**To do:** Return the line that contains "Do you spot any white sofa" plus every line after it to the end of the entries below, exactly as given, and stop there.

(Entries shown begins)

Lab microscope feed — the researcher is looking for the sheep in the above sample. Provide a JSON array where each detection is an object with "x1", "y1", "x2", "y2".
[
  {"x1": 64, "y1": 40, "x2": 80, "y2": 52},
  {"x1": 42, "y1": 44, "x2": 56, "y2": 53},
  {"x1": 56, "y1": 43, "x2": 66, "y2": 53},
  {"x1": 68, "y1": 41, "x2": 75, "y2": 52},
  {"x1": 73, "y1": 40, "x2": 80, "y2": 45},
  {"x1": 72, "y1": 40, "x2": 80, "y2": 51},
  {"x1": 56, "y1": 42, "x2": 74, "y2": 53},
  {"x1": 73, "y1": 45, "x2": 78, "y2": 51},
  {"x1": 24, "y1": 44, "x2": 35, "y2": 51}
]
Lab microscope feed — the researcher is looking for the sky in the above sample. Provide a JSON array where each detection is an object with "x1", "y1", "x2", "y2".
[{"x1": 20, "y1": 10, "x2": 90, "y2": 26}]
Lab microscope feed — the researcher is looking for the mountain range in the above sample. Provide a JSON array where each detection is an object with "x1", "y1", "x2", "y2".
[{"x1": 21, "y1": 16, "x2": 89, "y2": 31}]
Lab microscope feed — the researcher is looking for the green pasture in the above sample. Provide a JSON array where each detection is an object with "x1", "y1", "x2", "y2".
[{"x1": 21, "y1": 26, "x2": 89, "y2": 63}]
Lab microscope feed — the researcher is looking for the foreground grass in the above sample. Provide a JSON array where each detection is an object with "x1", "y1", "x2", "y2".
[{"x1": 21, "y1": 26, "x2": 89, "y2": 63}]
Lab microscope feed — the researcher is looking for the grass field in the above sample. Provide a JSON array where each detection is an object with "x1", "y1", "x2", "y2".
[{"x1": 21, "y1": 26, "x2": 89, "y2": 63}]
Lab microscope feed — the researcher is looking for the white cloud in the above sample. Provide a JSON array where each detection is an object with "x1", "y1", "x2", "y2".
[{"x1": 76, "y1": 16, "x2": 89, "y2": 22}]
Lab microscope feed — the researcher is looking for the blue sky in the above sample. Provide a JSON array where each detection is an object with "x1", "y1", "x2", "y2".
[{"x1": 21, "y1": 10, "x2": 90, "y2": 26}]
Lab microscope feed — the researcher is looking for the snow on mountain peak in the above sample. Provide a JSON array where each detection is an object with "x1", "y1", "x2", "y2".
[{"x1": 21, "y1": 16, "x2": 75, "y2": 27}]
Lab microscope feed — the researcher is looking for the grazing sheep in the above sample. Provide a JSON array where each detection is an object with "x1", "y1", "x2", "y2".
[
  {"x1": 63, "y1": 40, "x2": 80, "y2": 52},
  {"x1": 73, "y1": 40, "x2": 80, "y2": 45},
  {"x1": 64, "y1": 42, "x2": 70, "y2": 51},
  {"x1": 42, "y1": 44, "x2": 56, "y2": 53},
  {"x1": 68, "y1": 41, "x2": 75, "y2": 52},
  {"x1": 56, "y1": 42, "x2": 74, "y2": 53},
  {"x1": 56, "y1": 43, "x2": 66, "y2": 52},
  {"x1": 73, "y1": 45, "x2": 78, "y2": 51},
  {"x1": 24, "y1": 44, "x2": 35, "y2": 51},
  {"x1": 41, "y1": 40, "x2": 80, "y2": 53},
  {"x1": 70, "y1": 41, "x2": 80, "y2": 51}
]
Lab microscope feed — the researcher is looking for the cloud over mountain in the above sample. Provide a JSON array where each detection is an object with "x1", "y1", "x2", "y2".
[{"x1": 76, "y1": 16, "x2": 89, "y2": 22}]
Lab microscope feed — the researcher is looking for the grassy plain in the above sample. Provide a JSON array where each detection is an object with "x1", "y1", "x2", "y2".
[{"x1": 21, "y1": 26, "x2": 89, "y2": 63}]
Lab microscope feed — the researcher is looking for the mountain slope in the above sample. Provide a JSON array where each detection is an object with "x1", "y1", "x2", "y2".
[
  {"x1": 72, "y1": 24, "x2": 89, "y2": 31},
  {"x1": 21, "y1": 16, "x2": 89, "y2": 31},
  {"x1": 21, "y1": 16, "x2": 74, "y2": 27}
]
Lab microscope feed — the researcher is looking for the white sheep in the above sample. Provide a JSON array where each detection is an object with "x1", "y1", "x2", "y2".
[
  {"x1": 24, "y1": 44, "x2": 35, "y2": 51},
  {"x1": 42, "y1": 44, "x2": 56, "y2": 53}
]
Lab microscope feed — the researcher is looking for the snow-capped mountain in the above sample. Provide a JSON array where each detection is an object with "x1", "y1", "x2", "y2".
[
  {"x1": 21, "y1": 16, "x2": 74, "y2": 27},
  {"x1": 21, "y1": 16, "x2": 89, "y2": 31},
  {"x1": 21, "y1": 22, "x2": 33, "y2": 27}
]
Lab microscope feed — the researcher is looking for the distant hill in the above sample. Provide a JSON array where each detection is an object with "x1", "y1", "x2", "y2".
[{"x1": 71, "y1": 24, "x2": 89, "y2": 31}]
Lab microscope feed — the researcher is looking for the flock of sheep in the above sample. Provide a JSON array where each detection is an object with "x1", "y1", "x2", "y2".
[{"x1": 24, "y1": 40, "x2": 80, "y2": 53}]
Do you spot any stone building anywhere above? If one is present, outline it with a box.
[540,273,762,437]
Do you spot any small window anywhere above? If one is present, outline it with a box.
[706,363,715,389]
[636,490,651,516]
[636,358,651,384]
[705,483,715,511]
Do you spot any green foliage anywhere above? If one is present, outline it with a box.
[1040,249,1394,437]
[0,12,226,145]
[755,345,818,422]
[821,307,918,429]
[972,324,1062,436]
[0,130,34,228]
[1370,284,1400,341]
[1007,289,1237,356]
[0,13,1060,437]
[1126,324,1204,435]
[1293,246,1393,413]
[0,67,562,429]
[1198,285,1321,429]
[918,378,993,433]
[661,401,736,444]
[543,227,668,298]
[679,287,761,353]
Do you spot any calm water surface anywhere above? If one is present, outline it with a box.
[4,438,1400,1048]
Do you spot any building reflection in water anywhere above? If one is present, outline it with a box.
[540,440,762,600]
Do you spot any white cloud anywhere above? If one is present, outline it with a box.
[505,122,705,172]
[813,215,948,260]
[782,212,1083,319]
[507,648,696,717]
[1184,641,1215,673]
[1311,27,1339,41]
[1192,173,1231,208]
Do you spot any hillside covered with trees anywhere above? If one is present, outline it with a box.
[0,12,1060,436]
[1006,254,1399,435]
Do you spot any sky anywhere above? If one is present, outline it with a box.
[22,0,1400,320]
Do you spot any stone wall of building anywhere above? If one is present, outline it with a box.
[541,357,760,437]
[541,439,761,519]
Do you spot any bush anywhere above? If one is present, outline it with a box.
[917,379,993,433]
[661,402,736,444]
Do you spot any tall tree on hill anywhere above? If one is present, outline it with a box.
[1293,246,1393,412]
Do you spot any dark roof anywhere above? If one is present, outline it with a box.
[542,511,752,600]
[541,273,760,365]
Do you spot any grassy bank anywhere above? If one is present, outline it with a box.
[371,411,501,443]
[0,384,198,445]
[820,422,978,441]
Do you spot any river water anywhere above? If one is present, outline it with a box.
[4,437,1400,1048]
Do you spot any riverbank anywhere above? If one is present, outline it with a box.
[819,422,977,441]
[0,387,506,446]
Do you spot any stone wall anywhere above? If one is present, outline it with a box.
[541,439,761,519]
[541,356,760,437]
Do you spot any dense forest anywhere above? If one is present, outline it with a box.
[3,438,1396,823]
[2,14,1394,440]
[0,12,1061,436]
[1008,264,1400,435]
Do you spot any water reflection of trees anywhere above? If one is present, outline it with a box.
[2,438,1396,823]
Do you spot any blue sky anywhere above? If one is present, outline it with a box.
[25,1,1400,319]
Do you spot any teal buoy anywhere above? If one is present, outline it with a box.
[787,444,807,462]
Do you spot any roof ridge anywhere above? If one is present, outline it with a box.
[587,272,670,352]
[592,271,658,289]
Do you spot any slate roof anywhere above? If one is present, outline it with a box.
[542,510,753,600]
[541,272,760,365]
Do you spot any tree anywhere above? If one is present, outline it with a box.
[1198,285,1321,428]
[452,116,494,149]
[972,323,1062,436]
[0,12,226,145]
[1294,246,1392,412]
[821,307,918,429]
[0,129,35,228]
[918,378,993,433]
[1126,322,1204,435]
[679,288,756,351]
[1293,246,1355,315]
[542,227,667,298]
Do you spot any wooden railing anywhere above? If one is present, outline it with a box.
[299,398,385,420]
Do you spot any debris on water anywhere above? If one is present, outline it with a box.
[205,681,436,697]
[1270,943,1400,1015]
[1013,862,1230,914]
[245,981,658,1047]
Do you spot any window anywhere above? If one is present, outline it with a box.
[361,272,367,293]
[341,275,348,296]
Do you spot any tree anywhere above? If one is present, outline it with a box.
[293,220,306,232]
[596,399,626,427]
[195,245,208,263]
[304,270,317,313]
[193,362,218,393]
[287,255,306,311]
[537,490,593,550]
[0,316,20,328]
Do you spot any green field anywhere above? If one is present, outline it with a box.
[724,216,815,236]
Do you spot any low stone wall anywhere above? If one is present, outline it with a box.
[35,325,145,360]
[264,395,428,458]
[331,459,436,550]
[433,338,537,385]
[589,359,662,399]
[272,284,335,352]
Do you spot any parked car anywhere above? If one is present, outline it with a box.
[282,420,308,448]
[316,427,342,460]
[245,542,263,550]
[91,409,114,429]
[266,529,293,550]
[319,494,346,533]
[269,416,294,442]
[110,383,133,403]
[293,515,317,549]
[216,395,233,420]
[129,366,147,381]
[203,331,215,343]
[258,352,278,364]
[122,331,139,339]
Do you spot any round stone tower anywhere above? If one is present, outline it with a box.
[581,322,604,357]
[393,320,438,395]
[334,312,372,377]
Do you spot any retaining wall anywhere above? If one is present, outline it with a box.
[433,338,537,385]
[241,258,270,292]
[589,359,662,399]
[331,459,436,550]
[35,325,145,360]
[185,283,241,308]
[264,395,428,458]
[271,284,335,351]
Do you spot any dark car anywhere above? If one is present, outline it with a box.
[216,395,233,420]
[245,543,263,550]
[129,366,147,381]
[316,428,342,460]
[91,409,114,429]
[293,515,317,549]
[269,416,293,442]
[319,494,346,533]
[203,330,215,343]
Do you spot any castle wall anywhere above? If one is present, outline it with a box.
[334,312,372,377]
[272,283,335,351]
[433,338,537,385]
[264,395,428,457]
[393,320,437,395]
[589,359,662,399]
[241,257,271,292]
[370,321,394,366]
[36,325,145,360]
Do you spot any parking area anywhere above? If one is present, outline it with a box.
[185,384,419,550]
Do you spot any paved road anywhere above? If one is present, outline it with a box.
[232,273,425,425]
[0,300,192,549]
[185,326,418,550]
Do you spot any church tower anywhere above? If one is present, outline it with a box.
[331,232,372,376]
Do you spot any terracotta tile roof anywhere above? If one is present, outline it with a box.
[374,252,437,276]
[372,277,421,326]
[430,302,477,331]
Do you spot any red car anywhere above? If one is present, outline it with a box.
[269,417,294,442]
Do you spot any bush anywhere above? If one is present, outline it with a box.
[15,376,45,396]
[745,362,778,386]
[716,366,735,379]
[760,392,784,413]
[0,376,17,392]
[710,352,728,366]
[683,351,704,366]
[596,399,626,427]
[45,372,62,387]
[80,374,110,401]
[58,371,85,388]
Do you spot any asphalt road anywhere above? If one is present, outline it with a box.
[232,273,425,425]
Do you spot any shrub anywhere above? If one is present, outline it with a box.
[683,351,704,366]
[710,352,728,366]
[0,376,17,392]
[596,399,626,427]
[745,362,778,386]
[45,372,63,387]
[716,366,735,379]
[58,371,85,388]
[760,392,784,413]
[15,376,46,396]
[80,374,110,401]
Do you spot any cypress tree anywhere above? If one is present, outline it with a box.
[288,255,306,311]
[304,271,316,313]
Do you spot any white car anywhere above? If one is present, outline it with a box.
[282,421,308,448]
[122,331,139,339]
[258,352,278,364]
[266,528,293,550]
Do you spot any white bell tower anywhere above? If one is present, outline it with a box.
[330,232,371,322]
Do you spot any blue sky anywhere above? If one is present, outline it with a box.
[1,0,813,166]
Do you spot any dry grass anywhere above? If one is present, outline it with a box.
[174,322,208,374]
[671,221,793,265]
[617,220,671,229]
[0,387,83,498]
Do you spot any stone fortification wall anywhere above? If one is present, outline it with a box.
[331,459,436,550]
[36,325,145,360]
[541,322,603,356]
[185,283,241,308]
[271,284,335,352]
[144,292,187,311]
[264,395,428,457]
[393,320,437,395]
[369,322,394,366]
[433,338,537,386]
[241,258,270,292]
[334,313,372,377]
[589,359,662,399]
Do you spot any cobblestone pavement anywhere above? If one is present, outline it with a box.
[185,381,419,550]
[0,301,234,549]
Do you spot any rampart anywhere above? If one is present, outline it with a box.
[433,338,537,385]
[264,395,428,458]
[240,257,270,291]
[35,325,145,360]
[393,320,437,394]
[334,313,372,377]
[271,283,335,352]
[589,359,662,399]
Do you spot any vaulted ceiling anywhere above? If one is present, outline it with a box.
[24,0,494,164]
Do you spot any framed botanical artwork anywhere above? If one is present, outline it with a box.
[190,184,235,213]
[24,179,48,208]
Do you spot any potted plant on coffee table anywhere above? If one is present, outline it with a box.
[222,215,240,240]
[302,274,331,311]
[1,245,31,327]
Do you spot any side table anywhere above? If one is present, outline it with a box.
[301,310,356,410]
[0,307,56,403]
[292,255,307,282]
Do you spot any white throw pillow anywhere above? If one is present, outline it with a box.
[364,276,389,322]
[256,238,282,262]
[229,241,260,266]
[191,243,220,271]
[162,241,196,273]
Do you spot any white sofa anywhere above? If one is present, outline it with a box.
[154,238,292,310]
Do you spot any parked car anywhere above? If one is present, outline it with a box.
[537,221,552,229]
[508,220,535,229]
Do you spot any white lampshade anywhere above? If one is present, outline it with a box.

(Entries shown ends)

**Answer area:**
Do you spot any white sofa anywhere above? If one is present, outline it with a box.
[154,238,292,310]
Do you spot any parked car anywhere above? If one is present, outline it with a box.
[537,221,552,229]
[508,220,535,229]
Do you spot any white lampshade anywhere above? If one is present, outline it with a box.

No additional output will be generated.